** Opening Input data block **

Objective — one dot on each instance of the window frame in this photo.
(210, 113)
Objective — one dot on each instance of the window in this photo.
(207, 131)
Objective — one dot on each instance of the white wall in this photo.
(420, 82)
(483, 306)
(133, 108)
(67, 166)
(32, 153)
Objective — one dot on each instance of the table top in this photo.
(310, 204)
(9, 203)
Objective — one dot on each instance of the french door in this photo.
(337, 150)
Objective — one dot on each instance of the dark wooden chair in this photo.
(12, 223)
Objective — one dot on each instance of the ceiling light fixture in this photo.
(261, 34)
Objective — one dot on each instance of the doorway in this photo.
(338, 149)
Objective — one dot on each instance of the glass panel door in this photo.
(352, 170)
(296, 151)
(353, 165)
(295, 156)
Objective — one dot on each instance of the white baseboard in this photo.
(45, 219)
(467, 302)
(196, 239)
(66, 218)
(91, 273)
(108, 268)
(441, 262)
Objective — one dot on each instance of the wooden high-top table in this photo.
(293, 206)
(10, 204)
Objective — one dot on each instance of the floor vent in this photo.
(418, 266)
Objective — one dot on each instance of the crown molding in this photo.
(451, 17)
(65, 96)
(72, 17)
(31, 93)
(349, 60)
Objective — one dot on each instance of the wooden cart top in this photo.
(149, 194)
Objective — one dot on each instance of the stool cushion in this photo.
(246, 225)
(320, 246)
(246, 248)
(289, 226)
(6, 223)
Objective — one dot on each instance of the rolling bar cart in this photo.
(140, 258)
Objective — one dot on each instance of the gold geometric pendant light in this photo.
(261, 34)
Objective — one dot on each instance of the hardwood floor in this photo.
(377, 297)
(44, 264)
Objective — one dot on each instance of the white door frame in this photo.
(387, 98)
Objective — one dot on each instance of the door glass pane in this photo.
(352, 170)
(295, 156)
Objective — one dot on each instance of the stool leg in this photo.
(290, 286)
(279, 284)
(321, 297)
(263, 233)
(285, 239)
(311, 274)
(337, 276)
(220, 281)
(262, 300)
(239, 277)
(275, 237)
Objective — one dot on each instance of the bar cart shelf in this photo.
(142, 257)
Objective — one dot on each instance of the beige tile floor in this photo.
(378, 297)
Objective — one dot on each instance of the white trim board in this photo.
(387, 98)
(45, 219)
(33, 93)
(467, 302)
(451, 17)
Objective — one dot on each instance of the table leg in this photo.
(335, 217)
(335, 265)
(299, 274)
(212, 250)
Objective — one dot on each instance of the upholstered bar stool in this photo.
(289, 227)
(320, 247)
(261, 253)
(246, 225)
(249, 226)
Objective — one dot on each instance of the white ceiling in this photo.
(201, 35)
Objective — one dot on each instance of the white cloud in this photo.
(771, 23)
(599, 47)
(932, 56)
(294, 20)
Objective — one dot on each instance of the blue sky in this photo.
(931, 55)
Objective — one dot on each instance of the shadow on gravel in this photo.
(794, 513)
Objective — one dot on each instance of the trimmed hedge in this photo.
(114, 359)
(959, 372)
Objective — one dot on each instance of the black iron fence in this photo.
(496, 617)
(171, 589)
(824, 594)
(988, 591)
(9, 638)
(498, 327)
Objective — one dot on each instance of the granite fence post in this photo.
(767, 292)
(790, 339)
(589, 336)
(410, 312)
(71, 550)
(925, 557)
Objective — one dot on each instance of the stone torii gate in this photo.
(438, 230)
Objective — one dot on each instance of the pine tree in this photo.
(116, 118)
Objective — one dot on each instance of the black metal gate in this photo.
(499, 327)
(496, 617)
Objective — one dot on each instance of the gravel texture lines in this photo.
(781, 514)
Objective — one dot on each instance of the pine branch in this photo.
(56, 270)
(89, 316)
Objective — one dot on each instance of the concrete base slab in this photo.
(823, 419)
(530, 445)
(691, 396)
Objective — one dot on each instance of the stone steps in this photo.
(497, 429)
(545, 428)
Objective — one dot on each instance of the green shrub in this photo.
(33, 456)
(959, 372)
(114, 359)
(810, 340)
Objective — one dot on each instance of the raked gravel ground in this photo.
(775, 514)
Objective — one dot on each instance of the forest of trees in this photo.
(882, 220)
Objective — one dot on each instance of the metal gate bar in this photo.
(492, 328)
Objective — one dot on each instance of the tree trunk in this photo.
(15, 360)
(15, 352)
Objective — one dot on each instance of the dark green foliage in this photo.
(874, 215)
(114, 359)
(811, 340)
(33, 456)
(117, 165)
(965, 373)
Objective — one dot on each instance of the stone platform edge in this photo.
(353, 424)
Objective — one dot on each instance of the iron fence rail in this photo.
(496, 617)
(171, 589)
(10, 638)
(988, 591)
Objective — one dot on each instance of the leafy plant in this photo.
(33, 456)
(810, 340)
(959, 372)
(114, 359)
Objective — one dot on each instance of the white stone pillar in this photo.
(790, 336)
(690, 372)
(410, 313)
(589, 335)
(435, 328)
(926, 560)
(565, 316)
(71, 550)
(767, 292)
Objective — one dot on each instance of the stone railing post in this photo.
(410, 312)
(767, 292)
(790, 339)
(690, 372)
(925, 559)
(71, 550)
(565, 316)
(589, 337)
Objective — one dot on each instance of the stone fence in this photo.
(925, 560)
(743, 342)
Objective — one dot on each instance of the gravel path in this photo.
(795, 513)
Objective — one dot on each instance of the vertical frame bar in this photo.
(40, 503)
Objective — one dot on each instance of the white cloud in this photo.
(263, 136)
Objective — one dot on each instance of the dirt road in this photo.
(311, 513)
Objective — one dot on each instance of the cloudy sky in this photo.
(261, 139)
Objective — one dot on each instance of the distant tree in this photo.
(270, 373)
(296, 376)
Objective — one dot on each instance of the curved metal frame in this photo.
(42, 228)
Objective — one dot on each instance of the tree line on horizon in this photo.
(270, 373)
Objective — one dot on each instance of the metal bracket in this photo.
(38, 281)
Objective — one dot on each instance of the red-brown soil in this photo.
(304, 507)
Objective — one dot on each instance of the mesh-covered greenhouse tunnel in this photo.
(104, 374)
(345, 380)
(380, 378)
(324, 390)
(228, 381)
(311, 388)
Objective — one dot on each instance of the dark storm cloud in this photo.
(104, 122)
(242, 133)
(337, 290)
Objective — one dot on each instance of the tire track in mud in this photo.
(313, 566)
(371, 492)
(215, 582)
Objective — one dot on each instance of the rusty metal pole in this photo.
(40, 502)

** Closing Input data block **

Restate the data above word for word.

* **Task output**
Objective — one dot on each instance of the window frame in this photo.
(210, 113)
Objective — one dot on each instance of the window in this photo.
(207, 131)
Objective — one dot on each instance of the white wall in this photo.
(420, 82)
(483, 306)
(133, 108)
(67, 166)
(32, 153)
Objective — one dot on each instance of the table top in this photo.
(310, 204)
(9, 203)
Objective — one dot on each instance of the french door in this photo.
(337, 150)
Objective — one dot on each instance of the dark wooden chair in this photo.
(12, 223)
Objective — one dot on each instance of the ceiling light fixture in this photo.
(261, 34)
Objective — one dot on each instance of the doorway in this photo.
(338, 149)
Objective — one dot on each instance of the glass panel door in this photo.
(352, 170)
(296, 151)
(353, 165)
(295, 156)
Objective — one dot on each instance of the white baseboard in this photo.
(45, 219)
(467, 302)
(196, 239)
(66, 218)
(91, 273)
(108, 268)
(441, 262)
Objective — one dot on each instance of the wooden high-top table in this photo.
(293, 206)
(10, 204)
Objective — one dot on each instance of the floor vent in this photo.
(418, 266)
Objective — one dot on each instance of the crown molding in this photo.
(451, 17)
(65, 96)
(72, 17)
(31, 93)
(349, 60)
Objective — one dot on each instance of the wooden cart top in this photo.
(149, 194)
Objective — one dot on each instance of the stool cushion in this photo.
(246, 225)
(320, 246)
(246, 248)
(289, 226)
(6, 223)
Objective — one dot on each instance of the rolling bar cart in this photo.
(140, 258)
Objective — one dot on each instance of the gold geometric pendant light in this photo.
(261, 34)
Objective — one dot on each instance of the hardwood floor in this photo.
(377, 297)
(44, 264)
Objective — one dot on each instance of the white door frame in this photo.
(387, 98)
Objective — one dot on each instance of the door glass pane in this photo.
(352, 170)
(295, 156)
Objective — one dot on each instance of the stool leg in this photo.
(290, 286)
(279, 284)
(321, 297)
(263, 233)
(285, 239)
(311, 274)
(337, 276)
(220, 281)
(262, 300)
(239, 277)
(275, 237)
Objective — one dot on each instance of the bar cart shelf in this photo.
(142, 257)
Objective — one dot on each instance of the beige tile floor in this photo.
(378, 297)
Objective — one dot on each instance of the white trim board in this photo.
(387, 98)
(45, 219)
(33, 93)
(467, 302)
(451, 17)
Objective — one dot on each instance of the table leg in this photo.
(335, 217)
(335, 265)
(299, 274)
(212, 250)
Objective — one dot on each instance of the upholstered bar stool in this photo.
(289, 227)
(320, 247)
(261, 253)
(246, 225)
(249, 226)
Objective — one dot on each instance of the white ceiling in this photo.
(201, 35)
Objective — one dot on each instance of the white cloud in this photo.
(771, 23)
(599, 47)
(932, 56)
(294, 20)
Objective — one dot on each instance of the blue sky in this photo.
(931, 55)
Objective — one dot on each instance of the shadow on gravel in this photo.
(794, 513)
Objective — one dot on each instance of the trimmed hedge in this photo.
(114, 359)
(959, 372)
Objective — one dot on each instance of the black iron fence in this photo.
(496, 617)
(171, 589)
(824, 594)
(988, 591)
(9, 638)
(498, 327)
Objective — one dot on each instance of the granite fence post in this photo.
(767, 292)
(790, 339)
(589, 336)
(410, 312)
(71, 550)
(925, 557)
Objective — one dot on each instance of the stone torii gate in this photo.
(438, 230)
Objective — one dot on each instance of the pine tree in this photo.
(116, 118)
Objective — one dot on each instance of the black metal gate in this photo.
(499, 327)
(496, 617)
Objective — one dot on each instance of the gravel texture lines in this photo.
(781, 514)
Objective — one dot on each instance of the pine branch in this photo.
(56, 270)
(89, 316)
Objective — one dot on each instance of the concrete base slab in this photo.
(823, 419)
(530, 445)
(691, 396)
Objective — one dot on each instance of the stone steps in this photo.
(497, 429)
(545, 428)
Objective — one dot on each instance of the green shrub in this photo.
(33, 456)
(959, 372)
(114, 359)
(810, 340)
Objective — one dot on each instance of the raked gravel ground in this photo.
(775, 514)
Objective — one dot on each instance of the forest of trees in this photo.
(882, 220)
Objective — one dot on each instance of the metal gate bar in this photo.
(492, 328)
Objective — one dot on each instance of the tree trunk in this photo.
(15, 360)
(15, 352)
Objective — one dot on each instance of the dark green foliage in this photo.
(874, 215)
(114, 359)
(811, 340)
(33, 456)
(117, 165)
(965, 373)
Objective — one dot on each instance of the stone platform edge in this photo.
(353, 424)
Objective — one dot on each instance of the iron fence rail in this photo.
(496, 617)
(171, 589)
(10, 638)
(988, 591)
Objective — one dot on each instance of the leafy plant in this photo.
(33, 456)
(810, 340)
(959, 372)
(114, 359)
Objective — one dot on each instance of the white stone pillar in this photo.
(790, 336)
(690, 372)
(410, 313)
(589, 335)
(435, 328)
(926, 560)
(565, 316)
(71, 550)
(767, 292)
Objective — one dot on each instance of the stone railing post in this photo.
(410, 312)
(767, 292)
(790, 339)
(690, 372)
(925, 559)
(71, 550)
(565, 316)
(589, 337)
Objective — one dot on each instance of the stone fence in this photo.
(925, 560)
(743, 342)
Objective — one dot on each instance of the gravel path in this photo.
(795, 513)
Objective — one dot on each instance of the vertical frame bar in this photo.
(40, 503)
Objective — one dot on each instance of the white cloud in this photo.
(263, 136)
Objective — one dot on each instance of the dirt road in this photo.
(311, 513)
Objective — one dot on each instance of the cloudy sky in this photo.
(261, 139)
Objective — one dot on each instance of the distant tree in this photo.
(270, 373)
(296, 376)
Objective — one dot on each instance of the curved metal frame in this photo.
(42, 228)
Objective — one dot on each instance of the tree line on horizon in this photo.
(270, 373)
Objective — one dot on each instance of the metal bracket in this photo.
(38, 281)
Objective — one dot on each instance of the red-brown soil in this photo.
(304, 507)
Objective — one dot on each instance of the mesh-covered greenhouse tunnel in this photo.
(104, 374)
(345, 380)
(380, 378)
(324, 390)
(228, 381)
(311, 388)
Objective — one dot on each instance of the dark storm cloud in this photo.
(104, 122)
(242, 133)
(337, 290)
Objective — one dot on each instance of the tire track in mud in this photo.
(313, 566)
(371, 492)
(215, 582)
Objective — one dot on each instance of the rusty metal pole in this photo.
(40, 502)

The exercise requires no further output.